§ **Do this**
Reproduce every row below word for word, leaving out the pictures.
─── Excerpted data ───
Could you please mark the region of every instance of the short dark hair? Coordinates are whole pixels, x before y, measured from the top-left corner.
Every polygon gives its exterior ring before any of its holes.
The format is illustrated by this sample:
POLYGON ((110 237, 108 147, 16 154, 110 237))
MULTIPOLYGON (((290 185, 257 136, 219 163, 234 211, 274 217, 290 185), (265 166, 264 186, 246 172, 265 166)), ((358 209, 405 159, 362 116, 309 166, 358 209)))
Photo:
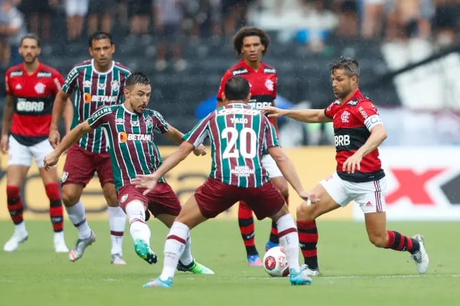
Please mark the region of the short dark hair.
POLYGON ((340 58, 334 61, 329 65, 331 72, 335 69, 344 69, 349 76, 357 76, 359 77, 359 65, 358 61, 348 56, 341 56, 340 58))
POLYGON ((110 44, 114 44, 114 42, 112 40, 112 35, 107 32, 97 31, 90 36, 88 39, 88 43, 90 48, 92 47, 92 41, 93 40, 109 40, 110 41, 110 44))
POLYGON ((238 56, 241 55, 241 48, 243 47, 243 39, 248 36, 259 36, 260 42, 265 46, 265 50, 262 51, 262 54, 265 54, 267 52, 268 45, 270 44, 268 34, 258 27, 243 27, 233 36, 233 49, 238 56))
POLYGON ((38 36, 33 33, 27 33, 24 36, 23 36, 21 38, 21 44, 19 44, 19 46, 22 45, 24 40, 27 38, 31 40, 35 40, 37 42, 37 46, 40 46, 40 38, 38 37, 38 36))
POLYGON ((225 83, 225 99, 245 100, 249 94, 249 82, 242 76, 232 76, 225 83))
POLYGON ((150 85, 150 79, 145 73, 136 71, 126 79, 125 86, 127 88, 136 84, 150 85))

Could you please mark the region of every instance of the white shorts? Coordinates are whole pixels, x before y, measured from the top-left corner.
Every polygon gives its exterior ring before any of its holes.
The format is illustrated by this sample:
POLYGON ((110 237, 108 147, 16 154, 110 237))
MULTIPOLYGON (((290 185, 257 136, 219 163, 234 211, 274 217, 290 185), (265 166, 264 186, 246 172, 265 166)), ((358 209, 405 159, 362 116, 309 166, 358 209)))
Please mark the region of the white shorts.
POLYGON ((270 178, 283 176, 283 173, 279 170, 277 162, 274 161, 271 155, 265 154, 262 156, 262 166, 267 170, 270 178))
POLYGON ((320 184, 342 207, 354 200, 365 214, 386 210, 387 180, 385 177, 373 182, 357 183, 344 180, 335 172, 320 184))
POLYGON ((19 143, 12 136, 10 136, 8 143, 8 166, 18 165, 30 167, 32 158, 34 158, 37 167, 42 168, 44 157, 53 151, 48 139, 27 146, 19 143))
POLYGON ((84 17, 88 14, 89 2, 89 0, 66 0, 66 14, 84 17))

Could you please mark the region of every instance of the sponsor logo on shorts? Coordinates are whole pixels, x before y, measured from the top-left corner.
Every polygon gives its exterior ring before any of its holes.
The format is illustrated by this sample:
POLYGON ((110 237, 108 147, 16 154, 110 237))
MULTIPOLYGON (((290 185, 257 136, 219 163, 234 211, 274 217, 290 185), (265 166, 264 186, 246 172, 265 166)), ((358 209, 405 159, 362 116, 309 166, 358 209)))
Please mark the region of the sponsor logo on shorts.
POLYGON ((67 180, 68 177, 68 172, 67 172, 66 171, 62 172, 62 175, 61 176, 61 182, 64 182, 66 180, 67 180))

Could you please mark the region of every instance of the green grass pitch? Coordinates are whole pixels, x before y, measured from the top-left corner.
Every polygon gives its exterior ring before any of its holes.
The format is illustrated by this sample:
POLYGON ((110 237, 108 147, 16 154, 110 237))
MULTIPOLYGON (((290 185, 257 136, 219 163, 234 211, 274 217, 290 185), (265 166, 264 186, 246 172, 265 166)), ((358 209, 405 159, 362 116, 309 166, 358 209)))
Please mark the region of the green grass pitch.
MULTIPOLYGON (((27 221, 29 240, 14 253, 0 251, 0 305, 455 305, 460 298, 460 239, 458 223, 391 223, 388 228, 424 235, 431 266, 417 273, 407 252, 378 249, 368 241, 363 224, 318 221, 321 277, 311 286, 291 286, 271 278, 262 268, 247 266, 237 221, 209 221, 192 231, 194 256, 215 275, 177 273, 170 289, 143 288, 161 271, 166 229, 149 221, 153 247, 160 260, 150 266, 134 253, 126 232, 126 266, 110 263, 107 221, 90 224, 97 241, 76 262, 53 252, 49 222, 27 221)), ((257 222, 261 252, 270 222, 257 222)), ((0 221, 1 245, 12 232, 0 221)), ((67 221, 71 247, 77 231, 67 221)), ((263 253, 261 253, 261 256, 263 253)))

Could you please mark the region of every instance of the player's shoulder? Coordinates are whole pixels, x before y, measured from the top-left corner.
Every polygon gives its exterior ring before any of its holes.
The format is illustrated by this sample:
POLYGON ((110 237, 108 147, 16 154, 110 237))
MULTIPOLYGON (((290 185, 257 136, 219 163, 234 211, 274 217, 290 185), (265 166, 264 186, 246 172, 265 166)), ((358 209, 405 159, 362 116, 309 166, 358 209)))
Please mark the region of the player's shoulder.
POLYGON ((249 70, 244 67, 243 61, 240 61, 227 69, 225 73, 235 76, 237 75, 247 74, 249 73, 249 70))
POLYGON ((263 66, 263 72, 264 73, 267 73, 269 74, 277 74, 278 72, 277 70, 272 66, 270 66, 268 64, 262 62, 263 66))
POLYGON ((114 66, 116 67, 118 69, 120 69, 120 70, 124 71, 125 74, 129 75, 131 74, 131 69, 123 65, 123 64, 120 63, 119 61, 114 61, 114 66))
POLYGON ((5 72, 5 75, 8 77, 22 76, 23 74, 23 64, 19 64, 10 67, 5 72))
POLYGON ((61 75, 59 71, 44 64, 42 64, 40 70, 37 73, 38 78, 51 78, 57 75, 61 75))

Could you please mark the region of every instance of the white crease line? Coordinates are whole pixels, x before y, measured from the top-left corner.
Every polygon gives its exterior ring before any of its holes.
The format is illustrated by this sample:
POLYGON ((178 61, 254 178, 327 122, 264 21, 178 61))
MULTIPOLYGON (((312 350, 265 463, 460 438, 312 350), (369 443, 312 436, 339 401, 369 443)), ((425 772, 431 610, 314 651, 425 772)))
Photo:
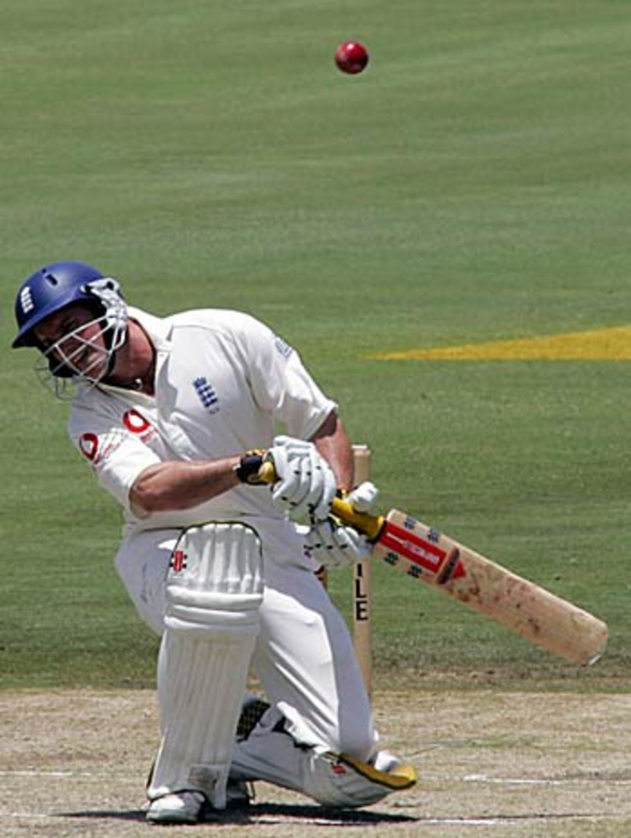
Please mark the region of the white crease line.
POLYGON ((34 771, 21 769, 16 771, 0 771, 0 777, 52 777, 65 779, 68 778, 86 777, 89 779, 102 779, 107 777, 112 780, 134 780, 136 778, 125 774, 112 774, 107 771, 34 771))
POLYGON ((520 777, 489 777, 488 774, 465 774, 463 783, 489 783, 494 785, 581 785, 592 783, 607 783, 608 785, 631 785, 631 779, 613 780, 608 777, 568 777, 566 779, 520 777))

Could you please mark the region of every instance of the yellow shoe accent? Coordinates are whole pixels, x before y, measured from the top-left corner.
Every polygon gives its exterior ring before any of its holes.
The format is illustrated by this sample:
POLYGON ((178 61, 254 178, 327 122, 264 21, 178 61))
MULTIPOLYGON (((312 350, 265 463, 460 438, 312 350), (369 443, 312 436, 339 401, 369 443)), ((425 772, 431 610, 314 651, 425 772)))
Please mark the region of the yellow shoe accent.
───
§ **Exercise output**
Could you please mark the region of every instance of the short dark hair? Coordinates are whole pixels, x before y, measured from the top-left corner.
Every polygon gives its exterior ring before any of its holes.
The format is illustrated by this sample:
POLYGON ((110 237, 108 147, 16 154, 110 237))
MULTIPOLYGON (((290 185, 257 136, 219 163, 234 211, 274 217, 290 185), (265 166, 264 186, 246 172, 265 166)), ((358 209, 405 159, 362 116, 309 166, 358 209)))
Photo:
Please mark the region of the short dark hair.
POLYGON ((340 58, 334 61, 329 65, 331 72, 335 69, 344 69, 349 76, 357 76, 359 77, 359 65, 358 61, 348 56, 341 56, 340 58))
POLYGON ((110 44, 114 44, 114 42, 112 40, 112 35, 107 32, 97 31, 90 36, 88 39, 88 43, 90 48, 92 47, 92 41, 93 40, 109 40, 110 41, 110 44))
POLYGON ((238 56, 241 55, 241 48, 243 47, 243 39, 248 36, 259 36, 260 42, 265 46, 265 50, 262 51, 262 54, 265 54, 267 52, 268 45, 270 44, 268 34, 258 27, 243 27, 233 36, 233 49, 238 56))
POLYGON ((38 36, 33 33, 27 33, 24 36, 23 36, 21 38, 21 44, 19 44, 19 46, 22 45, 24 40, 27 38, 31 40, 35 40, 37 42, 37 46, 40 46, 40 38, 38 37, 38 36))
POLYGON ((225 83, 225 99, 245 100, 249 94, 249 82, 242 76, 232 76, 225 83))
POLYGON ((150 85, 150 79, 145 73, 136 71, 126 79, 125 86, 127 88, 136 84, 150 85))

Could you please mark the region of every instance of the white shorts? Coordinates are whole pixels, x before y, measured from the top-left corner.
Every polygon gives its exterior ring before any of its holes.
The format is illustrated by this sample:
POLYGON ((110 237, 108 147, 16 154, 110 237))
MULTIPOLYGON (((290 185, 257 136, 219 163, 234 211, 274 217, 290 185), (265 166, 264 186, 246 172, 265 166)), ((358 209, 405 159, 362 116, 309 166, 358 209)))
Please mark the region of the white shorts.
POLYGON ((270 178, 283 176, 283 173, 279 170, 277 162, 274 161, 271 155, 265 154, 262 156, 262 166, 267 170, 270 178))
POLYGON ((320 184, 342 207, 354 200, 365 214, 386 210, 387 180, 385 177, 373 182, 357 183, 344 180, 335 172, 320 184))
POLYGON ((19 143, 12 136, 10 136, 8 143, 8 166, 18 165, 30 167, 32 158, 34 158, 37 167, 42 168, 44 157, 53 151, 48 139, 27 146, 19 143))
POLYGON ((84 17, 88 14, 89 2, 89 0, 66 0, 66 14, 84 17))

Could you please mark the region of every instance of the sponsor logo on shorts? Coordinates are whole pixels, x before y, measured from the top-left corner.
Every polygon gives its exterior ring before any of its holes.
The format is illustrated by this sample:
POLYGON ((110 237, 108 147, 16 154, 110 237))
MULTIPOLYGON (((290 185, 257 136, 219 163, 234 211, 274 217, 290 185), (265 166, 264 186, 246 172, 265 166)), ((358 209, 405 159, 362 116, 309 166, 358 209)))
Please mark the region of the sponsor logo on shorts.
POLYGON ((67 180, 68 177, 68 172, 67 172, 66 171, 62 172, 62 175, 61 176, 61 182, 64 182, 66 180, 67 180))

Could you please mark the region of every instance of the green grass pitch? Coordinates are whole pixels, x before y, measured from the top-left corner.
Every polygon gives its exterior ring before any of its holes.
The format is illustrated by this sample:
POLYGON ((110 237, 108 147, 16 154, 110 237))
MULTIPOLYGON (((290 185, 257 136, 219 163, 234 211, 274 217, 290 185), (265 166, 264 186, 246 172, 265 166)), ((358 209, 405 159, 362 116, 309 166, 358 209)))
Please mark the region of the green grass pitch.
MULTIPOLYGON (((27 221, 29 240, 14 253, 0 251, 0 305, 455 305, 460 298, 460 239, 458 223, 391 223, 388 228, 424 235, 431 266, 417 273, 407 252, 378 249, 368 241, 363 224, 318 221, 321 277, 311 286, 291 286, 271 278, 262 268, 247 266, 237 221, 209 221, 192 231, 194 256, 215 275, 177 273, 170 289, 143 288, 161 271, 166 229, 149 221, 153 247, 160 260, 150 266, 134 253, 126 232, 126 266, 110 263, 107 221, 90 224, 97 241, 76 262, 53 252, 49 222, 27 221)), ((257 222, 261 252, 270 222, 257 222)), ((0 221, 1 245, 12 232, 0 221)), ((67 221, 71 247, 77 231, 67 221)), ((263 253, 261 253, 261 256, 263 253)))

Could you please mark the region of every instance of the player's shoulder? Coordinates are whole pixels, x before y, measured from the top-left corner.
Every polygon gives its exterior ring before any of its holes.
The format is illustrated by this sample:
POLYGON ((110 237, 108 147, 16 154, 110 237))
MULTIPOLYGON (((290 185, 257 136, 219 163, 234 211, 274 217, 290 185), (265 166, 264 186, 246 172, 265 166)), ((358 209, 405 159, 362 116, 309 166, 358 209)))
Please mark the region of the player's shoulder.
POLYGON ((249 70, 244 67, 243 61, 240 61, 227 69, 225 73, 235 76, 237 75, 247 74, 249 73, 249 70))
POLYGON ((263 66, 263 72, 264 73, 267 73, 269 74, 277 74, 278 72, 277 70, 272 66, 270 66, 268 64, 262 62, 263 66))
POLYGON ((114 66, 116 67, 118 69, 120 69, 120 70, 124 71, 125 74, 129 75, 131 74, 131 69, 123 65, 123 64, 120 63, 119 61, 114 61, 114 66))
POLYGON ((5 72, 5 75, 8 77, 22 76, 23 74, 23 64, 19 64, 10 67, 5 72))
POLYGON ((61 75, 59 71, 44 64, 42 64, 40 70, 37 73, 38 78, 51 78, 57 75, 61 75))

Could you please mark the region of every instance of the white crease line? Coordinates are whole pixels, x before y, measured from the top-left corner.
Every polygon gives its exterior ring before any of its holes.
The format is illustrated by this sample:
POLYGON ((178 61, 254 178, 327 122, 264 21, 178 61))
MULTIPOLYGON (((312 350, 265 463, 460 438, 312 350), (369 443, 312 436, 339 401, 369 443)), ((425 772, 431 610, 314 651, 425 772)))
Photo:
Please mark the region of the white crease line.
POLYGON ((34 771, 21 769, 16 771, 0 771, 0 777, 52 777, 65 779, 68 778, 86 777, 89 779, 102 779, 107 777, 112 780, 134 780, 136 778, 125 774, 112 774, 107 771, 34 771))
POLYGON ((520 777, 489 777, 488 774, 465 774, 463 783, 489 783, 494 785, 581 785, 592 783, 607 783, 608 785, 631 785, 631 779, 613 780, 608 777, 568 777, 566 779, 520 777))

Could you please mark the region of every instance of the yellow shoe accent? Coordinates are whole pixels, x before y, measured from the top-left corner.
Every polygon gives its exterior ring before any of its holes.
The format is illustrated by this sample:
POLYGON ((178 61, 254 178, 327 122, 264 21, 178 61))
MULTIPOLYGON (((312 350, 265 463, 460 438, 312 350), (369 443, 312 436, 339 401, 369 443)), ((425 772, 431 610, 314 651, 425 772)))
Please mark the region of the yellow shoe accent.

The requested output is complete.